• Problem to work on: Arrange every line of the entries below as a Markdown table with two columns, "Row" for a running row number and "Text" for the line itself. Skip blank lines and leave the pictures out.

• Dataset extract:
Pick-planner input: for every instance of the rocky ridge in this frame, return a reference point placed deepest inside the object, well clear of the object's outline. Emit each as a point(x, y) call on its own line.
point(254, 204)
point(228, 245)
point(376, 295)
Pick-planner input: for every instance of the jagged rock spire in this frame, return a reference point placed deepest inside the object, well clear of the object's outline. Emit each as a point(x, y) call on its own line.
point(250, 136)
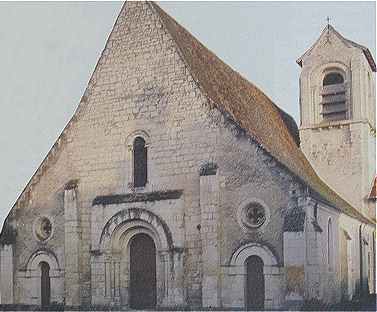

• Expected output:
| Row | Text |
|---|---|
| 1 | Pick-planner input: for every instance of the rocky ridge in this frame, return a reference point placed deepest inside the object, well clear of the object's outline. Emit each as a point(x, y) call on its own line. |
| 2 | point(254, 204) |
| 3 | point(228, 245) |
| 4 | point(376, 295) |
| 5 | Pick-planner input: for every instance of the jagged rock spire in this frame, return a reference point placed deepest inside the object, well clear of the object's outline. Emit each as a point(x, y) call on its own line. |
| 6 | point(250, 136) |